Written instruction
Retype every one of the records below character for character, keeping each line as it appears.

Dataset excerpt
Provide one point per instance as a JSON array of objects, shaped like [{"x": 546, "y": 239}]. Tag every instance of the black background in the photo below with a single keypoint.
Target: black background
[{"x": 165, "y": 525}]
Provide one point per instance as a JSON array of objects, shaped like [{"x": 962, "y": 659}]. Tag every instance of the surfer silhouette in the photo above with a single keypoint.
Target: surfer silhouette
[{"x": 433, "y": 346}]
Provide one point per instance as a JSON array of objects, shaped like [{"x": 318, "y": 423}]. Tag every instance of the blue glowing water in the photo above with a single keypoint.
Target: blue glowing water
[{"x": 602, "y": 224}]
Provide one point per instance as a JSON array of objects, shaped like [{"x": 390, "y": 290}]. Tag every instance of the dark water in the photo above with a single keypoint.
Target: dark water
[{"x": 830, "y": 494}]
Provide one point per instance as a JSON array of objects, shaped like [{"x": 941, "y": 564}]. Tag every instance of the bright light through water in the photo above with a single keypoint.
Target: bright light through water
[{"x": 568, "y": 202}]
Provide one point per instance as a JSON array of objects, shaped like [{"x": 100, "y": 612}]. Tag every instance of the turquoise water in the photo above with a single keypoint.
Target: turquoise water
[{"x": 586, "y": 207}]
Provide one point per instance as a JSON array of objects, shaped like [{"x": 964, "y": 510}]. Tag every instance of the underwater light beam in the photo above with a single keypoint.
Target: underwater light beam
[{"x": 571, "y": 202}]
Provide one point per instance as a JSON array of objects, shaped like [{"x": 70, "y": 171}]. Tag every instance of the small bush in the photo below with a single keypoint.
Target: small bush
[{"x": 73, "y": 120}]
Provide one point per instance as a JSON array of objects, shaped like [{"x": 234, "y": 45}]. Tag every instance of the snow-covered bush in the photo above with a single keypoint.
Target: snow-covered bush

Result for this task
Provide one point per instance as a JSON array of objects, shaped like [{"x": 546, "y": 239}]. Tag every instance of the black background in the photo below with a single keypoint.
Target: black background
[{"x": 165, "y": 525}]
Provide one point per instance as a JSON array of objects, shaped like [{"x": 962, "y": 659}]. Tag every instance of the surfer silhouette in the photo above with a single keypoint.
Target: surfer silhouette
[{"x": 433, "y": 346}]
Provide one point per instance as a JSON array of objects, shaped like [{"x": 318, "y": 423}]. Tag every instance of the blue glowing water in the photo above with a single keypoint.
Target: blue glowing water
[{"x": 602, "y": 224}]
Provide one point per instance as a JSON array of objects, shaped like [{"x": 390, "y": 290}]. Tag every instance of the dark water in the photo above with a single keypoint.
Target: dark water
[{"x": 830, "y": 494}]
Provide one point per instance as a JSON array of objects, shaped like [{"x": 941, "y": 564}]. Tag every instance of the bright light through water in the photo above with a single keypoint.
Target: bright light through water
[{"x": 568, "y": 202}]
Provide one point per instance as a JSON array of objects, shaped like [{"x": 100, "y": 612}]. Tag every instance of the turquoise water in the photo above with a single keypoint.
Target: turquoise water
[{"x": 586, "y": 207}]
Provide one point per instance as a JSON array of objects, shaped like [{"x": 964, "y": 510}]. Tag every instance of the underwater light beam in the photo above with a single keypoint.
Target: underwater light beam
[{"x": 571, "y": 202}]
Provide one point per instance as a JSON array of objects, shaped like [{"x": 70, "y": 171}]. Tag every instance of the small bush in the photo below with a single keypoint.
Target: small bush
[{"x": 73, "y": 120}]
Provide one point per instance as a JSON array of objects, shaped like [{"x": 234, "y": 45}]. Tag every instance of the snow-covered bush in the photo above with a single keypoint.
Target: snow-covered bush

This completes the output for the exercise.